==== DOCUMENT SECTION ====

END OF THE CIVIL WARS IN ENGLAND

Causes of the British Civil Wars

Along with the causes of the First World War, the causes of the English Civil War or the Wars of Three Kingdoms are one of the most over-determined and over-explained events in British history.

In a previous blog post I’ve outlined the multiple economic, financial, legal and religious issues facing King Charles when he came to the throne in 1625 and which grew steadily worse through the late 1620s and 1630s.

Exponents of the Whig theory of history say that the war was inevitable because Charles’s medieval Divine Right theory of kingship had to be cleared out of the way to allow more modern liberal freedoms to develop, a historically inevitable process. On this view, this inevitable march of progress suffered a further temporary setback under the brief reign of the Catholic King James II, before the Glorious Revolution of 1688 forced him into exile, installed the solidly Protestant King William III in his place and ushered in a new era of characteristically English liberties and freedom, i.e. the two revolutions led to England having the most democratic and liberal political system in Europe.

==== EXCERPTED RECORDS ====

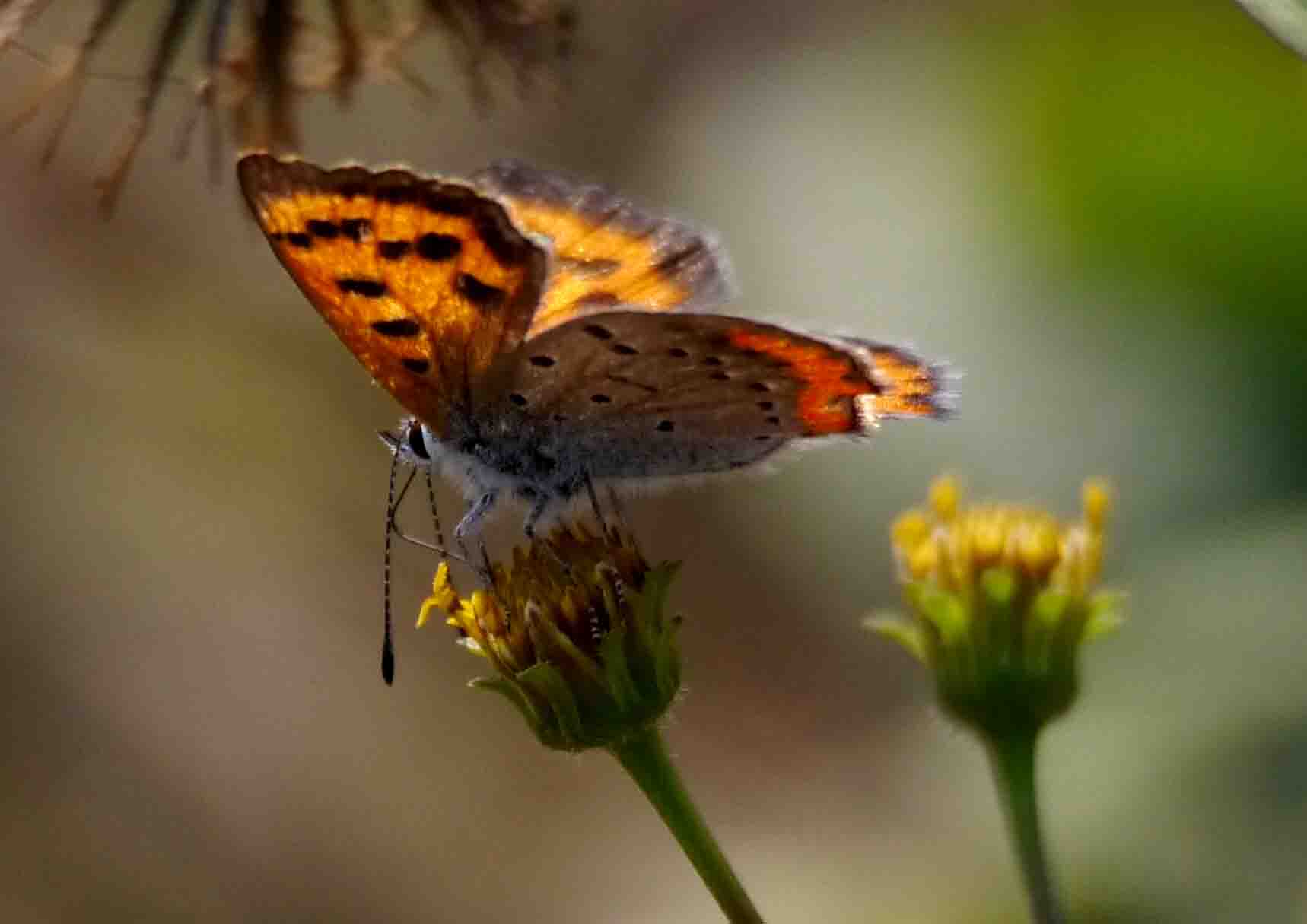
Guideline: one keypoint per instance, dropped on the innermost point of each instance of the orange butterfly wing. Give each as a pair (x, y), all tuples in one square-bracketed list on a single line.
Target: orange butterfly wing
[(424, 280), (608, 254)]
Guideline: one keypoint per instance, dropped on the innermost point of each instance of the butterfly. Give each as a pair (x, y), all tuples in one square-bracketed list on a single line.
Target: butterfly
[(546, 334)]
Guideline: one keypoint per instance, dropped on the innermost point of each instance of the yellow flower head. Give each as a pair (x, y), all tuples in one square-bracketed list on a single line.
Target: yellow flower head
[(577, 634), (1001, 599)]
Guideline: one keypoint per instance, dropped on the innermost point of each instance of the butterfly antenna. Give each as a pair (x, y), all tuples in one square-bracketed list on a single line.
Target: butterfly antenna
[(435, 518), (615, 501), (593, 505), (387, 637)]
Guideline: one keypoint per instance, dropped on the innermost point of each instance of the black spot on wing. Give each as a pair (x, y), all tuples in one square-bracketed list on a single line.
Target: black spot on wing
[(357, 287), (356, 229), (438, 246), (399, 327), (323, 229), (677, 262), (485, 297)]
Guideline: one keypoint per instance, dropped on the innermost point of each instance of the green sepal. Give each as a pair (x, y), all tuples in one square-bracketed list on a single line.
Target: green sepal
[(617, 676), (546, 681), (514, 693), (906, 634), (1105, 616)]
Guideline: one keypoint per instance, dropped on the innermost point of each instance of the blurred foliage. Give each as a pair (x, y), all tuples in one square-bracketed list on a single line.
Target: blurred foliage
[(1165, 144)]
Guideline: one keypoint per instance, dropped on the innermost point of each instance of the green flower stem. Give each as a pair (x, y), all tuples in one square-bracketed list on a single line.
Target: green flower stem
[(1012, 757), (646, 760)]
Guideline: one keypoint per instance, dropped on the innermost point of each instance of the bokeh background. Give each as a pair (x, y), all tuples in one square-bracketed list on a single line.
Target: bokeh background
[(1096, 211)]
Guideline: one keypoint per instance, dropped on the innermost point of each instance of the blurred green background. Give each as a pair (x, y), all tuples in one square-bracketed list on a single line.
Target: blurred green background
[(1096, 211)]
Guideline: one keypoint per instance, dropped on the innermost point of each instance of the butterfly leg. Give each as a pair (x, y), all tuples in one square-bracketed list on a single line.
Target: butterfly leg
[(593, 505), (537, 509), (471, 522)]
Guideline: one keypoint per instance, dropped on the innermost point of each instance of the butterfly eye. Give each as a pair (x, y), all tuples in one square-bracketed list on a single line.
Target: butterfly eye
[(417, 443)]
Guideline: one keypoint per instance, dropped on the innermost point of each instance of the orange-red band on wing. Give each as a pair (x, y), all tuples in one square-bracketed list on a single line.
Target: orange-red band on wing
[(830, 379), (899, 385)]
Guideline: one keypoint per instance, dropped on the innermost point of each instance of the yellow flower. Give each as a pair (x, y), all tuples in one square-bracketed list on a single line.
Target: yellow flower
[(1001, 600), (577, 634)]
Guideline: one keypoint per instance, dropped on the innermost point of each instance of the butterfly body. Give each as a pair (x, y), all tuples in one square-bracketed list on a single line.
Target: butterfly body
[(549, 335)]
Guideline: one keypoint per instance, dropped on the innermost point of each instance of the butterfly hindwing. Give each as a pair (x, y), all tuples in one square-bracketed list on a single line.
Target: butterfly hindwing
[(635, 394), (608, 254), (425, 281)]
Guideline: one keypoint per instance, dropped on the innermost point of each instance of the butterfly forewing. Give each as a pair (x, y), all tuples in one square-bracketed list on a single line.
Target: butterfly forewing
[(607, 252), (425, 281)]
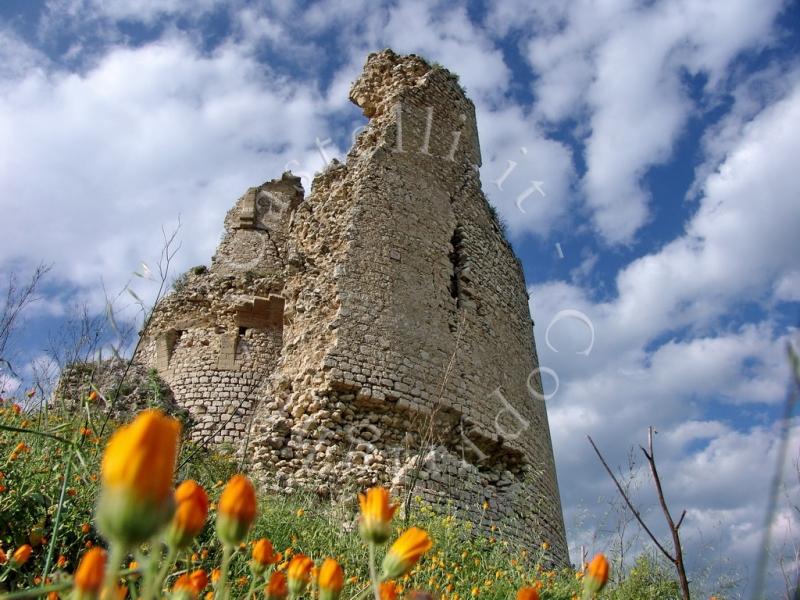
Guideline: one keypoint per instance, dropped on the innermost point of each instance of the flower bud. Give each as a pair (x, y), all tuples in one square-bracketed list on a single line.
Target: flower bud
[(596, 574), (89, 574), (21, 555), (388, 590), (236, 510), (299, 574), (330, 580), (263, 556), (528, 594), (405, 552), (276, 588), (375, 524), (137, 470), (191, 511)]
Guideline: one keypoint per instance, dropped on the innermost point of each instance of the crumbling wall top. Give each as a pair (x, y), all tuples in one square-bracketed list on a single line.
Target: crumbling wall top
[(384, 76)]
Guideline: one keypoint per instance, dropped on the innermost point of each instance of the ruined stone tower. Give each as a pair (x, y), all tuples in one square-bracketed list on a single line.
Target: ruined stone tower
[(377, 329)]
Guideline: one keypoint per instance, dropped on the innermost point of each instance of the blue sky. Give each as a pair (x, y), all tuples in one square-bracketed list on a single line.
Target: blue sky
[(665, 134)]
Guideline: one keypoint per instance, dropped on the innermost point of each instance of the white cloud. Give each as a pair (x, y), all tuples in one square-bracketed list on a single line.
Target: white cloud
[(620, 65), (101, 160), (661, 357)]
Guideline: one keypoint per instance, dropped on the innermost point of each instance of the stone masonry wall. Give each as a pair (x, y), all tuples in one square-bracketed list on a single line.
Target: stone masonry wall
[(378, 330)]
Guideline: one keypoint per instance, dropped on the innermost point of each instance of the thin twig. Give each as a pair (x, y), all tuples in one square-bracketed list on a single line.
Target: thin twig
[(673, 529), (630, 505)]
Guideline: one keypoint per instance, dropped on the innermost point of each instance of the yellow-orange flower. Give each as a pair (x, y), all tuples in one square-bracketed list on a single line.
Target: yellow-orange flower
[(236, 510), (405, 552), (184, 587), (375, 524), (277, 588), (596, 574), (528, 594), (89, 574), (191, 511), (199, 580), (21, 555), (388, 590), (299, 574), (330, 580), (190, 584), (263, 555), (137, 470)]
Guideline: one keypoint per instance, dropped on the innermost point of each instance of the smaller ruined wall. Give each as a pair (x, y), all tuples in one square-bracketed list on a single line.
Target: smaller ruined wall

====

* TASKS:
a – Do these statements agree with the passage on the causes of the British Civil Wars? Answer yes or no for each, quoting the words of the passage that decide it.
(i) Charles became king in 1625.
(ii) The Glorious Revolution took place in 1689.
(iii) The problems Charles faced eased during the 1630s.
b – Please write the next part of the passage on the causes of the British Civil Wars, picking up after its last sentence.
Nothing in the lines is needed here.

* ANSWERS TO THE TASKS:
a –
(i) Yes: "when he came to the throne in 1625"
(ii) No: "the Glorious Revolution of 1688"
(iii) No: "grew steadily worse through the late 1620s and 1630s"

b –
Marxist historians (such as Christopher Hill) offer a similarly teleological interpretation i.e. the sense that the civil wars were inevitable, but from a Marxist point of view. For them, the civil war was caused by the historically inevitable rise of the bourgeoisie, that’s to say the backers of new companies and ventures, especially in Britain’s new colonies, the City merchants who backed the East India Company and the new commercial ventures in America and Africa. These were the most economically and socially dynamic parts of British society and so had to overthrow the shackles of the king’s medieval view of economics and finance (i.e. the king’s total control of monopolies and trade) in order to create a more modern legal and economic model framework for business and trade.

I read and was impressed by the inevitabilist model in my 20s and 30s, but since then I have come to side with the ‘revisionist’ accounts I read in the 1990s, the more modern view that the civil wars were a gigantic accident. That there was nothing inevitable about them. Our nearest European neighbours didn’t experience rebellions in the name of either constitutional freedom or of bourgeois businessmen struggling to make the world safe for capitalism.

In this view, Charles definitely faced huge problems in trying to manage highly polarised factions in three different kingdoms – but it could have been done. Look at some of Charles’s contemporaries:

  • The kings of Spain not only managed their own fractious nations but territories as remote as the Netherlands, parts of Italy and, of course, an entire empire in the New World.
  • The Holy Roman Emperor managed a complex array of kingdoms, including Austria, Bohemia and Hungary.

Although these rulers encountered severe problems during this exact period – Spain was eventually forced to concede the Netherlands their independence – in both of them the monarch not only triumphed but emerged stronger from civil conflicts.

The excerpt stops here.